- **INFORMATION SUPPLIED**:

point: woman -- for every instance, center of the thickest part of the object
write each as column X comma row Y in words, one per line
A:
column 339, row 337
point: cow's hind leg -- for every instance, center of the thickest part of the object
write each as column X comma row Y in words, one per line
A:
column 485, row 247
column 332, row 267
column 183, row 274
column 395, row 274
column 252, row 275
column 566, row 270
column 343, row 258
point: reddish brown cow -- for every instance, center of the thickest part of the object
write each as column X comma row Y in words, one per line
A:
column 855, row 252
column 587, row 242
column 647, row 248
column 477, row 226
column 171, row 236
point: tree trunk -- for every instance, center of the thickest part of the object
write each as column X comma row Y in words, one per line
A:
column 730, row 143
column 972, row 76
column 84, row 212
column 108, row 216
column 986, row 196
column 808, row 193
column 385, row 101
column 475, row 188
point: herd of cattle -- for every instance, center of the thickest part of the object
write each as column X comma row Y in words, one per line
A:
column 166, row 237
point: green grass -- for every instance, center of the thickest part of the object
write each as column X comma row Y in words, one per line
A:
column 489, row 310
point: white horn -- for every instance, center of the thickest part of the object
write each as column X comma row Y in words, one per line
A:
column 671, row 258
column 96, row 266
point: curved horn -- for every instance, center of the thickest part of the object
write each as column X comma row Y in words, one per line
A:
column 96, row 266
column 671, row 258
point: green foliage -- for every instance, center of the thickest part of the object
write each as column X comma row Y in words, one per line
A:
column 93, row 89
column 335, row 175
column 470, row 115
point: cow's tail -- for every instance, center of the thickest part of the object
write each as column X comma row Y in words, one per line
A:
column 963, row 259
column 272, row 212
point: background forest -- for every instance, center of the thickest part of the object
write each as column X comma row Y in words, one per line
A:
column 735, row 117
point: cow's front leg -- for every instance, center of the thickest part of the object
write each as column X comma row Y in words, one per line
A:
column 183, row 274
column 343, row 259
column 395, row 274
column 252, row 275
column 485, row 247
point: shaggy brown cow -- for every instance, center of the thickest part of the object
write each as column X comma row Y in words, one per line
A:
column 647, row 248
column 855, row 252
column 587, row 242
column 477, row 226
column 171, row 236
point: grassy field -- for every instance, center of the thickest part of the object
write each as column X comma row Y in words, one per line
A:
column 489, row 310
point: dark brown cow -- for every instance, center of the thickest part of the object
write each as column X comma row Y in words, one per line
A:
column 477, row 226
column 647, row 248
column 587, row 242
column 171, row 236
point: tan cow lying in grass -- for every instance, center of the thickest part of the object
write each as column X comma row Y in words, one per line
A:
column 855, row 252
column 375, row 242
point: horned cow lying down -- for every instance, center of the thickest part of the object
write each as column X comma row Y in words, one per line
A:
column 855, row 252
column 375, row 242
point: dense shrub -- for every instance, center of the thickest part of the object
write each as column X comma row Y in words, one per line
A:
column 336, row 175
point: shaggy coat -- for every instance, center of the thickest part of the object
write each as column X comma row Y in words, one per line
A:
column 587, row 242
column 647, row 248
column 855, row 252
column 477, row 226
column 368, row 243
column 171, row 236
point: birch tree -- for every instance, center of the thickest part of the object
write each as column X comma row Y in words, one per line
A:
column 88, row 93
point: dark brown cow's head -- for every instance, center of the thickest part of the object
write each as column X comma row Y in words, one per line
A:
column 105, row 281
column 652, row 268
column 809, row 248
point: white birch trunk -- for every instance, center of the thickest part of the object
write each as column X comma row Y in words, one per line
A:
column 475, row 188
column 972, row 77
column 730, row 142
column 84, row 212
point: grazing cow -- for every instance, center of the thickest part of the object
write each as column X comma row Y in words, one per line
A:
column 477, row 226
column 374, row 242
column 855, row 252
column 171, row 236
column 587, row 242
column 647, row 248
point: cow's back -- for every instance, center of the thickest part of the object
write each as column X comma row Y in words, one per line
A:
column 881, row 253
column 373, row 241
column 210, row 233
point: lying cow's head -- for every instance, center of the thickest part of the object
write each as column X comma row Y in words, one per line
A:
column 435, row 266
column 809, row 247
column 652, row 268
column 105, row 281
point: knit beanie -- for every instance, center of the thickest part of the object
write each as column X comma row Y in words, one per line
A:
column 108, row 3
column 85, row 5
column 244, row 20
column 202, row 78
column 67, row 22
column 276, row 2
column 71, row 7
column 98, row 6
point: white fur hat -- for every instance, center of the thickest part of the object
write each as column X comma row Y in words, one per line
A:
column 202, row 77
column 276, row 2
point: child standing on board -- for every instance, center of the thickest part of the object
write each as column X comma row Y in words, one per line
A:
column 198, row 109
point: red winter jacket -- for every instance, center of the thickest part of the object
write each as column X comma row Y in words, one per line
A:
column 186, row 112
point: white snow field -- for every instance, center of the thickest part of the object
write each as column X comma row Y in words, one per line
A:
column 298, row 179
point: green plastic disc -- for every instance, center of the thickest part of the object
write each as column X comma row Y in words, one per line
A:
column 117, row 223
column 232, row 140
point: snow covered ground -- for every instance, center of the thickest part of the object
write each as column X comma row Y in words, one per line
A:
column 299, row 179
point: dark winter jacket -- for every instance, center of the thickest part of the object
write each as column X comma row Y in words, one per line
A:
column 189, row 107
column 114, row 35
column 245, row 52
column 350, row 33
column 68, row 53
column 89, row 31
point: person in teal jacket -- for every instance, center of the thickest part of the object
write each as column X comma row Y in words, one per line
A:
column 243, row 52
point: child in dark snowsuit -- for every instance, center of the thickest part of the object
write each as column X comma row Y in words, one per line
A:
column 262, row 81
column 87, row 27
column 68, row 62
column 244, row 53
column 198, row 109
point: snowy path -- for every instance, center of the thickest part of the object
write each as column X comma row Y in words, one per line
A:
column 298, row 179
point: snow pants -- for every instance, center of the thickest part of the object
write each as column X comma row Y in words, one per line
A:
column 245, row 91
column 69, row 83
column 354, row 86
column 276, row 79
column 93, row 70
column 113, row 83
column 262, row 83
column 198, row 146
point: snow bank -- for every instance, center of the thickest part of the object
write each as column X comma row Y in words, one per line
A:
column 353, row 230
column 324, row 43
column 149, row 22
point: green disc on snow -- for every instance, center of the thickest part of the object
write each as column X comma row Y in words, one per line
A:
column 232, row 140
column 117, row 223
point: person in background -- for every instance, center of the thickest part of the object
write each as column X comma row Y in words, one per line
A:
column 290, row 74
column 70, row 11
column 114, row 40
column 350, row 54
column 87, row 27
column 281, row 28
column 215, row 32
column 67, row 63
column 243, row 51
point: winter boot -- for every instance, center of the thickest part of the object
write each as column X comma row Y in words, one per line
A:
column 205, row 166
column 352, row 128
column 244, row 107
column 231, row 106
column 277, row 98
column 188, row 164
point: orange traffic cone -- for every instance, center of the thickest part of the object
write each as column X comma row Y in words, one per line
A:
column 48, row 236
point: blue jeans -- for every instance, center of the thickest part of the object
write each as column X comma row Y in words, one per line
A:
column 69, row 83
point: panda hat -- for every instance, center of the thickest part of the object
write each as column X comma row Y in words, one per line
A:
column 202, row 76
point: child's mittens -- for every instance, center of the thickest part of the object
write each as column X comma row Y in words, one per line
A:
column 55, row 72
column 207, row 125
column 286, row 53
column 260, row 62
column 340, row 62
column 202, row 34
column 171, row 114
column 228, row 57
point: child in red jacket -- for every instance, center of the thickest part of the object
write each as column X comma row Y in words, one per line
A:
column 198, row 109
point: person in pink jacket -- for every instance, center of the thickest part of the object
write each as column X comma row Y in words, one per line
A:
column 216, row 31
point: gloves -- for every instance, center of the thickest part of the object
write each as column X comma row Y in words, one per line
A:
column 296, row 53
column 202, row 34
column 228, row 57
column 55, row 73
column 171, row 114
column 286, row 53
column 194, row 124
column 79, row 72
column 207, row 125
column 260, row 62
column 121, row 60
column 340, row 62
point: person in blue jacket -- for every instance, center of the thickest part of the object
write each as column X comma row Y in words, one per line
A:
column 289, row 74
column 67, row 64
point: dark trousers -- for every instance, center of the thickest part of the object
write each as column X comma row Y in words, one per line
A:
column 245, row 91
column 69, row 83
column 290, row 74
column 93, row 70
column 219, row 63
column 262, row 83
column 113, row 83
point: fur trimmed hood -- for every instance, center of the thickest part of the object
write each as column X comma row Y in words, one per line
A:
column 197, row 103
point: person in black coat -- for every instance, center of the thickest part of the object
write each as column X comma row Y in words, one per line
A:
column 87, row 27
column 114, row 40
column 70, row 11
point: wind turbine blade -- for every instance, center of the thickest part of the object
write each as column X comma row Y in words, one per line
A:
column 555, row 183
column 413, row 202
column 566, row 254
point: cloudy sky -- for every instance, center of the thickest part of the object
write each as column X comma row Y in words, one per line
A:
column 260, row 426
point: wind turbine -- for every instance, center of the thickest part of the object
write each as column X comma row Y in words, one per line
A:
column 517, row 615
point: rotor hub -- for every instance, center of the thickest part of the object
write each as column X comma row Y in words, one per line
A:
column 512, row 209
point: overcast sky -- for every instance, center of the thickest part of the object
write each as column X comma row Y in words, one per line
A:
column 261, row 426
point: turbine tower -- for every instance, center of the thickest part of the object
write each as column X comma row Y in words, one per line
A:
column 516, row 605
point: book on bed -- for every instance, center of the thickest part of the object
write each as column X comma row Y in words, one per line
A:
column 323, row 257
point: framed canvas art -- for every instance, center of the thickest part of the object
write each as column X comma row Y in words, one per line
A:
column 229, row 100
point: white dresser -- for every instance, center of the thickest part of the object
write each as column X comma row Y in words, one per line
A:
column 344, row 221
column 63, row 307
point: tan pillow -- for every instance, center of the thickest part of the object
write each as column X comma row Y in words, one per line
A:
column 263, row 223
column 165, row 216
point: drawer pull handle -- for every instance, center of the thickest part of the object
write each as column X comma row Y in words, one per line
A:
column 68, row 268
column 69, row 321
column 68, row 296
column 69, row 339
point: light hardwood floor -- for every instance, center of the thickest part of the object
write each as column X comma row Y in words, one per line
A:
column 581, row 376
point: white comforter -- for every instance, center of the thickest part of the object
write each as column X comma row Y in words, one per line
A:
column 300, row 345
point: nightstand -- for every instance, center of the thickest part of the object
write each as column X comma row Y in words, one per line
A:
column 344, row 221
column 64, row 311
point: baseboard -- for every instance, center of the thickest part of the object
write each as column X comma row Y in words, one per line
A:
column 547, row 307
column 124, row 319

- **EXERCISE**:
Retype the data word for word, beginning at the line that contains "point: snow bank" and ending after the line that contains "column 149, row 22".

- **FINISHED ANSWER**:
point: snow bank -- for every instance, center of the thickest part of the object
write each as column X comma row Y in words, one per line
A:
column 353, row 230
column 324, row 43
column 149, row 22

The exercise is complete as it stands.